• _Given task_:
Continue the sermon excerpt on Isaiah 43 from its last sentence. Don't continue the entries that follow it.

• _Excerpt_:
Isaiah 43: 18-21 (NRSV)

Do not remember the former things,
or consider the things of old.
19I am about to do a new thing;
now it springs forth, do you not perceive it?
I will make a way in the wilderness
and rivers in the desert.
20The wild animals will honour me,
the jackals and the ostriches;
for I give water in the wilderness,
rivers in the desert,
to give drink to my chosen people,
21 the people whom I formed for myself
so that they might declare my praise.

This passage from the prophet Isaiah is one I’ve spent quite a bit of time with recently. It’s formed the basis of a sermon I’ve preached in quite a few churches in the Iowa Conference. I talk about how God is always calling us to do new things, just like Isaiah was calling the exiled Israelites in this passage. The reality is that we do not always heed that call; we are held back by outdated thinking and, most importantly fear.

Since I am retiring this sermon, I thought I’d share a part of it now with those of you who may not have had a chance to hear it in person. Let me know what you think:

“I’m sure we don’t have to think very hard to see the connections [with the Israelites context] to our current realities. Mainline Christianity, not long ago was the bedrock of society in the United States. Nearly every one of our churches sits in or near downtown areas, within walking distance of county courthouses and city halls. Though our buildings may not have crumbled, our elite status certainly has. At one time not long ago, nothing else happened on Sunday morning because everyone went to church. Now Sunday morning worship competes with club sports, golf games, shopping and even television news shows. No longer do most people consider church their first and most important option on that day or any day.

Even worse, the perception of church for many outsiders is not a positive one – they think of church people as hypocrites – people who SAY they are about love and peace and justice and mercy and then turn around and get embroiled in arguments over what color the new carpet in the sanctuary is going to be. Or even worse yet, those “outsiders” perceive Christians as those who ignore the real problems in their communities or are content to simply throw a little bit of money at it. As hard as it is to admit, these “outsiders” have a point.

I think too often we insulate ourselves, like those Israelite exiles, by clinging to our glory days. Many people in the pews remember the glory days of the 1950s and 60s when churches were bursting at the seams with young families and summer church camps were the place to be. We remember the time when we could afford and had need for two full-time pastors in the church. Too often we cling to the glory days, without acknowledging the problems that probably also existed.

• _Records_:
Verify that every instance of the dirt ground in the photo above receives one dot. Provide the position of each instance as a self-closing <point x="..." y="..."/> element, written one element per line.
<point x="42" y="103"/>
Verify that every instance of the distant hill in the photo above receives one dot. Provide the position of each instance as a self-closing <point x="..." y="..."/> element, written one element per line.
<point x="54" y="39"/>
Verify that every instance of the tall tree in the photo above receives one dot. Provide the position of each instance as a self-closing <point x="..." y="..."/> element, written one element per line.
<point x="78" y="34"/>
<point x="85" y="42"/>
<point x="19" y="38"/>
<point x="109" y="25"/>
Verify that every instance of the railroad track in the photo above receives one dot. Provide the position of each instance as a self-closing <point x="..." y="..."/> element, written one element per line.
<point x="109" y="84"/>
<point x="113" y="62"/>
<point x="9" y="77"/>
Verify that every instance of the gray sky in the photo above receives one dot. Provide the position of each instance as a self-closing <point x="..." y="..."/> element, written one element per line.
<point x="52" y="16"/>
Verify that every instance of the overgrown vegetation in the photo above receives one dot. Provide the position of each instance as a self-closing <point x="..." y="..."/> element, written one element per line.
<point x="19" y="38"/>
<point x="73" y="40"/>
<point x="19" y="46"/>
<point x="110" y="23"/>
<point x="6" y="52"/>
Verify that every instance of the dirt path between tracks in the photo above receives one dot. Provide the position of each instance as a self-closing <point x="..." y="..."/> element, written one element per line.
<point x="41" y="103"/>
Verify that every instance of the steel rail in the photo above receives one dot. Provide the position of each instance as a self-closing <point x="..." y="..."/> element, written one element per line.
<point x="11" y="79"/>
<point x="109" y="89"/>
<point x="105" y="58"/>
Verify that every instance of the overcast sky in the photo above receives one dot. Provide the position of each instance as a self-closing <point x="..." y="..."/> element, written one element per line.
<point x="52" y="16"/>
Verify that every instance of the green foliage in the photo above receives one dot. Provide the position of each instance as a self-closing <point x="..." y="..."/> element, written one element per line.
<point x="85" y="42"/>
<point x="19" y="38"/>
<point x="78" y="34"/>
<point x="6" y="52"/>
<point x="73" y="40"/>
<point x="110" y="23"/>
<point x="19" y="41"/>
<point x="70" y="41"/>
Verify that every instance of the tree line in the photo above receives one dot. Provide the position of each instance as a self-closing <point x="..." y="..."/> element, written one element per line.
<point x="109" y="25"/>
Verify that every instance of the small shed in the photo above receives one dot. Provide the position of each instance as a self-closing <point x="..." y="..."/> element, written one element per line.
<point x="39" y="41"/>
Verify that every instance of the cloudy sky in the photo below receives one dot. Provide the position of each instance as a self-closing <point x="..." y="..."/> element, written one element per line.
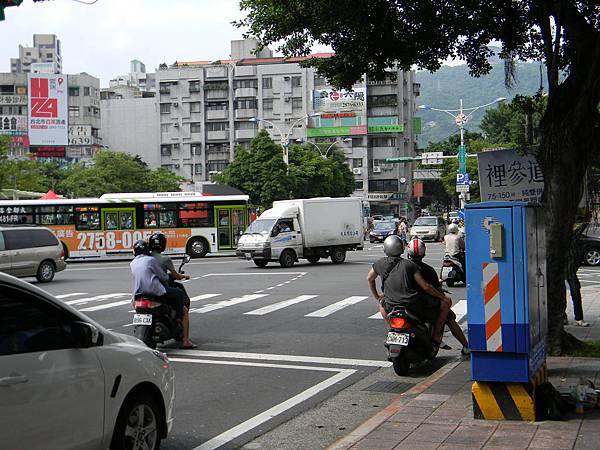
<point x="102" y="38"/>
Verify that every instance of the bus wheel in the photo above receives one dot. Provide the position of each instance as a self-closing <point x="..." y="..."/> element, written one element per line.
<point x="197" y="247"/>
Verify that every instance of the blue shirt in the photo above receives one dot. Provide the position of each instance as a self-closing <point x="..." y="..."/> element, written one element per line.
<point x="148" y="277"/>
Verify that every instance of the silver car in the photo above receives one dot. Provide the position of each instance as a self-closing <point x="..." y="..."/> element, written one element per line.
<point x="31" y="252"/>
<point x="68" y="383"/>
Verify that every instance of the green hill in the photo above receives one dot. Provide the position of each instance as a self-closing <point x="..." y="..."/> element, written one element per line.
<point x="444" y="89"/>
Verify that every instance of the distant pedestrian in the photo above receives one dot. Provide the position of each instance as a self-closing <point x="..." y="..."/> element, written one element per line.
<point x="573" y="263"/>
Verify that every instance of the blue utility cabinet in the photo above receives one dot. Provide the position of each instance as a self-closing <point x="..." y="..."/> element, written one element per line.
<point x="506" y="290"/>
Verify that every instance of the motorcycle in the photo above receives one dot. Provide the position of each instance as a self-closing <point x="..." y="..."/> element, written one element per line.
<point x="452" y="271"/>
<point x="409" y="340"/>
<point x="154" y="322"/>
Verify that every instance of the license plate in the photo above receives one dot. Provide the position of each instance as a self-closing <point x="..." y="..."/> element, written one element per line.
<point x="142" y="319"/>
<point x="397" y="338"/>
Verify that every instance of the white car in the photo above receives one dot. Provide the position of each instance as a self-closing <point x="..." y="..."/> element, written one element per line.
<point x="68" y="383"/>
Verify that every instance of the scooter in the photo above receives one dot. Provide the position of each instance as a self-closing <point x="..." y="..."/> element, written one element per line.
<point x="154" y="321"/>
<point x="452" y="271"/>
<point x="409" y="340"/>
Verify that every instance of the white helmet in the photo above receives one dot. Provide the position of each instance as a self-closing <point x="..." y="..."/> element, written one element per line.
<point x="416" y="249"/>
<point x="393" y="246"/>
<point x="453" y="228"/>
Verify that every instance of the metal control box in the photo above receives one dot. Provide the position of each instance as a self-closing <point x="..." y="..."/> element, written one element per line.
<point x="506" y="290"/>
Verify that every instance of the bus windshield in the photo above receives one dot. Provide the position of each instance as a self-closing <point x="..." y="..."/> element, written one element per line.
<point x="261" y="226"/>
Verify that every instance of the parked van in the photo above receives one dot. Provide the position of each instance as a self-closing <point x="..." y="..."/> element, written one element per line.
<point x="31" y="252"/>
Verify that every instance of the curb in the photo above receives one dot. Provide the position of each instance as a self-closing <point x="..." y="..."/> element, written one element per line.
<point x="382" y="416"/>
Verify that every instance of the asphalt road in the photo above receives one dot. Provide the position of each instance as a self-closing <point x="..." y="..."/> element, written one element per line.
<point x="302" y="343"/>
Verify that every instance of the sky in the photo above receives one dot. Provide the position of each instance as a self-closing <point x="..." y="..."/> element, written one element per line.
<point x="102" y="38"/>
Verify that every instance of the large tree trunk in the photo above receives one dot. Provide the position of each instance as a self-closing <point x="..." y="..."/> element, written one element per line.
<point x="570" y="140"/>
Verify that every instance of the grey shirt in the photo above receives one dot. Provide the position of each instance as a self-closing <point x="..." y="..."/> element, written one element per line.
<point x="148" y="277"/>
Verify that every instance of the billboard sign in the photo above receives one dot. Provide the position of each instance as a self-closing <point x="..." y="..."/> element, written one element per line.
<point x="505" y="175"/>
<point x="331" y="100"/>
<point x="48" y="109"/>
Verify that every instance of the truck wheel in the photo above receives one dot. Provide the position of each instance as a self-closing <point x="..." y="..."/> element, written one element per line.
<point x="338" y="255"/>
<point x="287" y="258"/>
<point x="197" y="247"/>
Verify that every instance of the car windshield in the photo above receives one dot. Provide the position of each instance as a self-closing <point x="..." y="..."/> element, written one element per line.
<point x="384" y="226"/>
<point x="426" y="221"/>
<point x="260" y="226"/>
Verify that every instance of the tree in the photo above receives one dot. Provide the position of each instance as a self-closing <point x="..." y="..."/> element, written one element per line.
<point x="370" y="35"/>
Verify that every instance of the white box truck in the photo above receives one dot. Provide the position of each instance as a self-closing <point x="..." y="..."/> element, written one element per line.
<point x="311" y="228"/>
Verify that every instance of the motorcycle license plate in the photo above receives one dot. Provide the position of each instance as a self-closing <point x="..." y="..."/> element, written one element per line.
<point x="397" y="338"/>
<point x="142" y="319"/>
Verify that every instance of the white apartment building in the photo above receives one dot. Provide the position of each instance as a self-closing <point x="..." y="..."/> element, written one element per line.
<point x="45" y="49"/>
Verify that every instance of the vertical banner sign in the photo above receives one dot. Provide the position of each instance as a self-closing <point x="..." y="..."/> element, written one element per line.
<point x="48" y="109"/>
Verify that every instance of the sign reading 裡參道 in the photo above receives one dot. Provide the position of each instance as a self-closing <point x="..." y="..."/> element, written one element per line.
<point x="48" y="109"/>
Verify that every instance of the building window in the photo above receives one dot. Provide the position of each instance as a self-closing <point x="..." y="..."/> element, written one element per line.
<point x="217" y="126"/>
<point x="245" y="83"/>
<point x="267" y="104"/>
<point x="246" y="103"/>
<point x="296" y="102"/>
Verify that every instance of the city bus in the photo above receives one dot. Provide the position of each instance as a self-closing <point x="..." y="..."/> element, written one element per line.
<point x="107" y="227"/>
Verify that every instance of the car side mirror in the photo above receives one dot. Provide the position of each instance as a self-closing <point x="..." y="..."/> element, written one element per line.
<point x="85" y="334"/>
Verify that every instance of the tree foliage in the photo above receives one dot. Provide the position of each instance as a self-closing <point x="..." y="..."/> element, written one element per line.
<point x="261" y="173"/>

• _Answer to this exercise_:
I admit that I am not old enough to remember these glory days. In my memory I only know the church (both Protestant and Catholic) as a dying institution. But, it seems to me that those glory days may have had a quantity of people and activities, but did not necessarily include quality. Based on where we are now, I’m guessing that most people were taught NOT to be passionate disciples of Jesus Christ; but, rather they were groomed to be good committee members who would maintain church buildings and fellowship programs and would write checks toward these endeavors without going very far outside the walls of their own church. Thinking about Isaiah’s words, I’m pretty sure that this is not the best way that we may “declare God’s praise.”

But, how do we forget all of this – the good and bad – as the scripture is commanding? My answer is that I don’t think we can – at least as we think of forgetting as the complete erasure of memory.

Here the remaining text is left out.